_Text_
━━━━━━━━━━━━━━━━━━━━━━━━━━━━━━

Tuesday, September 16, 2008

Light in the Gloom

Just occasionally - so occasionally I'm moved to write this - The Australian's neocon gloom is pierced by a ray of light.

Let's start with the usual gloom: to whit, foreign editor Greg (Jerusalem Prize) Sheridan on Republican vice-presidential candidate Sarah Palin (Command of foreign policy exposes candidate's critics, 15/9/08). Predictably, he has the hots for her:-

Her speech at the Republican convention was "brilliant." And, even in unscripted interview (with Charlie Gibson on the American ABC), "with perfect nuance, Palin reflected McCain's foreign policy, speaking knowledgeably about Iran, Russia, Georgia, NATO and the Cold War, and with passion of her support for US troops." Of course, huffed Sheridan, her 'please explain the Bush doctrine' gaffe was no reason to compare her with Pauline Hanson, as did the curmudgeonly "provincial, ill-informed, ignorant and prejudiced" editorial in The Age. Palin "is on top of her brief, has internalised the McCain foreign policy in detail and is more than a match for liberal partisans disgracing the profession of journalism by their inability to deal with reality."

All jokes aside about Sheridan taking The Age to task for "disgracing the profession of journalism" and having an "inability to deal with reality," let's now leave the gloom for the light. Here's Thomas Frank on Sarah Palin in the same issue (Palin's appeal masks a cruel lie*, 15/9/08):-

"It tells us something about Sarah Palin's homage to small-town America, delivered to an enthusiastic Republican Party convention last week, that she chose to fire it up with an unsourced quotation from the all-time champion of fake populism, the belligerent right-wing columnist Westbrook Pegler. 'We grow good people in our small towns, with honesty and sincerity and dignity', the vice-presidential candidate said, quoting an anonymous 'writer', which is to say, Pegler. Small-town people, Palin went on, are 'the ones who do some of the hardest work in America, who grow our food and run our factories and fight our wars'. They are authentic; they are noble, and they are her own: 'I grew up with these people'.

━━━━━━━━━━━━━━━━━━━━━━━━━━━━━━

_Actions to take_
**1)** Answer these questions from the blog post on Sarah Palin:
(a) Who interviewed Palin on the American ABC?
(b) Which newspaper's editorial compared her with Pauline Hanson?
(c) Whose unsourced quotation did Palin use to fire up the Republican convention?
**2)** Output the passage of the blog post on Sarah Palin from "Tuesday, September 16, 2008" to "ray of light.".
**3)** Go on with the blog post on Sarah Palin from the point where it stops.

_Supplied entries_
━━━━━━━━━━━━━━━━━━━━━━━━━━━━━━

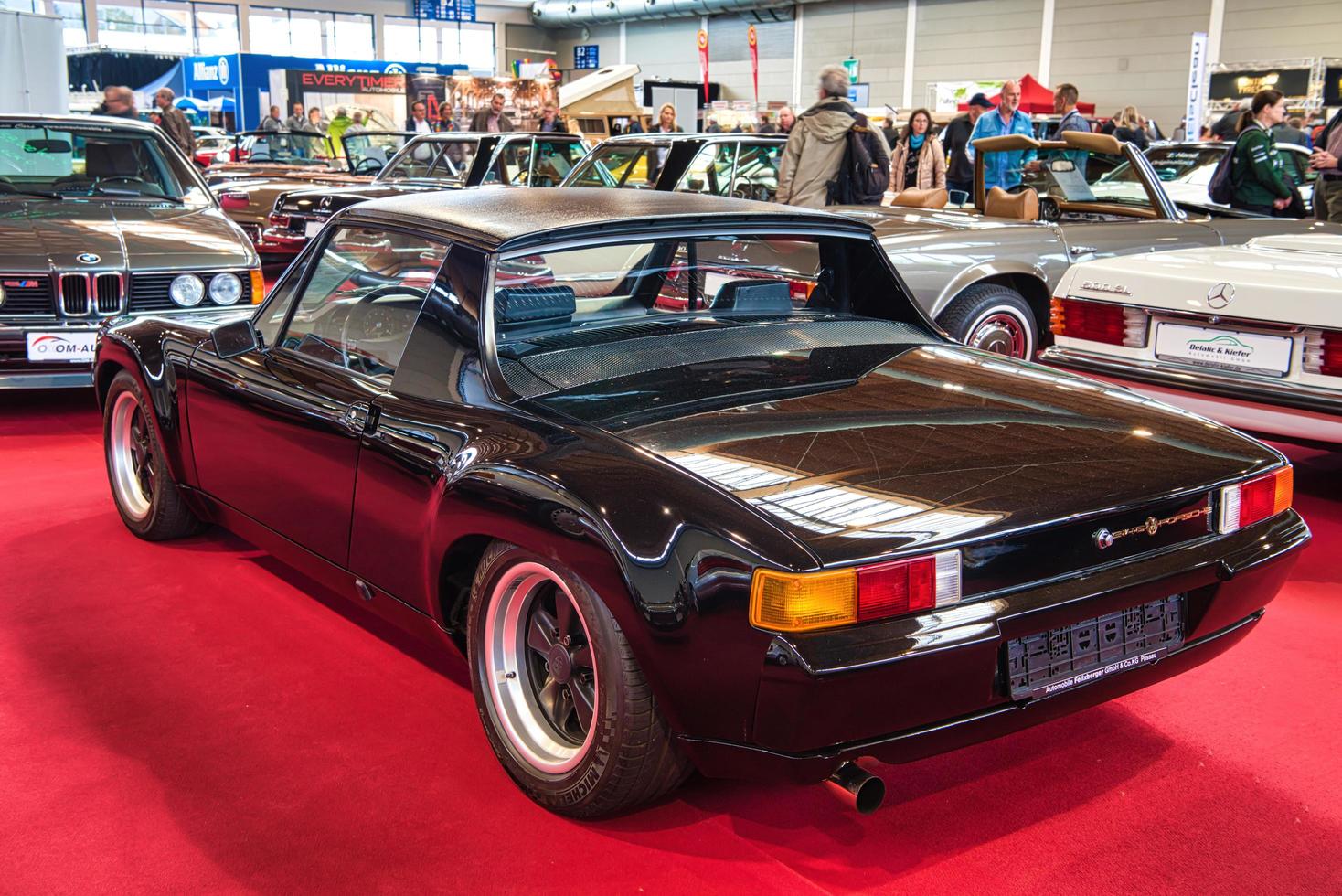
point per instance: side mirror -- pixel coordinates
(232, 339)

━━━━━━━━━━━━━━━━━━━━━━━━━━━━━━

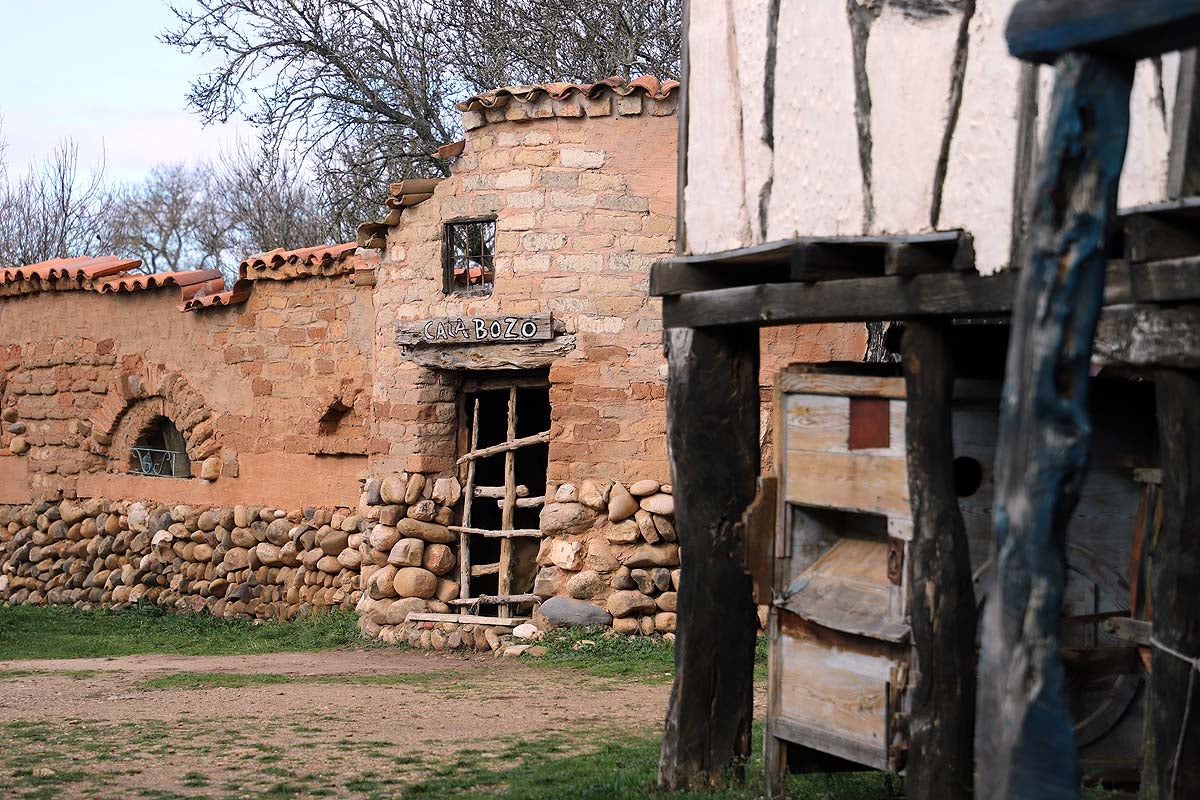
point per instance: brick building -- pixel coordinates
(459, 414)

━━━━━━━━━━━━━━━━━━━━━━━━━━━━━━

_Solved problems_
**1)**
(a) Charlie Gibson
(b) The Age
(c) Westbrook Pegler's

**2)**
Tuesday, September 16, 2008

Light in the Gloom

Just occasionally - so occasionally I'm moved to write this - The Australian's neocon gloom is pierced by a ray of light.

**3)**
"But what really defines them in Palin's telling is their enemies, the people who supposedly 'look down' on them. The opposite of the heartland is the loathsome array of snobs and fakers, 'reporters and commentators', lobbyists and others of 'the Washington elite'. Presumably the various elite Washington lobbyists who have guided John McCain's presidential campaign were exempt from Palin's criticism. As would be former house speaker Dennis Hastert, who hymned the 'Sarah Palin part of the party' thus: 'Their kids aren't going to go to Ivy League schools. Their sons leave high school and join the military to serve our country. Their husbands and wives work 2 jobs to make sure the family is sustained'.

"Generally speaking, though, when husbands and wives work 2 jobs each, it is because working one job doesn't earn them enough to get by. The 2-job workers in middle America aren't spurning the Ivy League and joining the military just because they're people of principle. It is because they can't afford to do otherwise. Leave the fantasy land of convention rhetoric, and you will find that small-town America, this legendary place of honesty and sincerity and dignity, is not doing very well. If you drive west from Kansas City, Missouri, you will find towns where Main Street is largely boarded up. You will see closed schools and hospitals. You will hear about depleted groundwater and depopulation. And eventually you will ask yourself how did this happen? Was it those 'reporters and commentators' with their fancy college degrees who wrecked Main Street, USA?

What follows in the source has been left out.